-- Data for this exercise --
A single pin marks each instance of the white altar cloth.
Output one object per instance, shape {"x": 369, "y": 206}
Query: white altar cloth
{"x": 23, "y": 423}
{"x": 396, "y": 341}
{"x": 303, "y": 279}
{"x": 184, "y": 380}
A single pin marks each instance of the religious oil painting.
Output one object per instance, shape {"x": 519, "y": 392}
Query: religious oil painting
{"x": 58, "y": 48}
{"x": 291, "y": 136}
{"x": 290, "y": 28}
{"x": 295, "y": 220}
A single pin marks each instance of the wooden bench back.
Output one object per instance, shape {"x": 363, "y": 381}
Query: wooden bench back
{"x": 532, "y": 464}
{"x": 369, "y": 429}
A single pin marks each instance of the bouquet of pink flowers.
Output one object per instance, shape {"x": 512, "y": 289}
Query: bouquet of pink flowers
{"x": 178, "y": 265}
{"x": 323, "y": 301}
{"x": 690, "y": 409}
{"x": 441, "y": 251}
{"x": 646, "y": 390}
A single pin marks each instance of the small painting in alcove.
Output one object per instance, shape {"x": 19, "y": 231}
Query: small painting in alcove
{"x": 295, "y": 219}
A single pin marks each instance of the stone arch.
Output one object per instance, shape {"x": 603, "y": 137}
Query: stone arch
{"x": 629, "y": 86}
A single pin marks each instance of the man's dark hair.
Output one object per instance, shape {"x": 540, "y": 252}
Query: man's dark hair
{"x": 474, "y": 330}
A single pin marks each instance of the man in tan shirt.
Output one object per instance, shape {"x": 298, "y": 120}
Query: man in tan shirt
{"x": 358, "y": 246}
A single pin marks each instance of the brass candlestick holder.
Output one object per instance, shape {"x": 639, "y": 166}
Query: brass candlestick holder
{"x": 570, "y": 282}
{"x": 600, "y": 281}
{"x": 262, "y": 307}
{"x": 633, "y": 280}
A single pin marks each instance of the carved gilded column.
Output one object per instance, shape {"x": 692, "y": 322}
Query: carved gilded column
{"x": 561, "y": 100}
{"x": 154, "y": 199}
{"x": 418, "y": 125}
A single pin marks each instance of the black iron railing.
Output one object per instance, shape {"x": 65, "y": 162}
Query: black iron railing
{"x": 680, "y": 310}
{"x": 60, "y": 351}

-- What to do --
Rewrite all the entries above with "A single pin" changed to "One marker" wherever it occurs, leaving everything else as it is.

-- Worked solution --
One marker marks each instance of the white altar cloth.
Output one object per instance, shape {"x": 369, "y": 206}
Query: white altar cloth
{"x": 23, "y": 423}
{"x": 396, "y": 341}
{"x": 303, "y": 279}
{"x": 184, "y": 380}
One marker marks each instance of the religious oil painting.
Output one object per instance, shape {"x": 519, "y": 392}
Query: religious oil painting
{"x": 58, "y": 48}
{"x": 291, "y": 136}
{"x": 290, "y": 28}
{"x": 295, "y": 220}
One marker marks each instance of the wooden bench back.
Output one object per instance, shape {"x": 363, "y": 381}
Query: wooden bench back
{"x": 532, "y": 464}
{"x": 369, "y": 429}
One marker marks each instance of the bouquet of pink flowers.
Output one object per instance, shape {"x": 512, "y": 289}
Query: bouquet of pink flowers
{"x": 178, "y": 265}
{"x": 323, "y": 301}
{"x": 690, "y": 409}
{"x": 441, "y": 251}
{"x": 646, "y": 390}
One marker marks each instance of the small painting in alcove.
Output one object per instance, shape {"x": 19, "y": 231}
Query: small painting in alcove
{"x": 295, "y": 219}
One marker marks each instance of the stone arch.
Output one object per instance, shape {"x": 603, "y": 137}
Query: stone arch
{"x": 629, "y": 86}
One marker marks each instance of the man's dark hair.
Output one object per instance, shape {"x": 540, "y": 252}
Query: man's dark hair
{"x": 474, "y": 330}
One marker marks each instance of the man in tan shirt.
Output one object per instance, shape {"x": 298, "y": 120}
Query: man in tan shirt
{"x": 358, "y": 246}
One marker marks each instance of the brass candlestick holder.
Output one object per instance, shape {"x": 639, "y": 166}
Query: brass candlestick holder
{"x": 570, "y": 282}
{"x": 600, "y": 281}
{"x": 262, "y": 307}
{"x": 633, "y": 280}
One marker marks each instance of the carved gilded column.
Output one object per instance, shape {"x": 692, "y": 322}
Query: carved gilded column
{"x": 561, "y": 100}
{"x": 154, "y": 199}
{"x": 418, "y": 125}
One marker marks each instance of the black iron railing.
Output one object per instance, shape {"x": 65, "y": 162}
Query: black iron railing
{"x": 680, "y": 310}
{"x": 60, "y": 351}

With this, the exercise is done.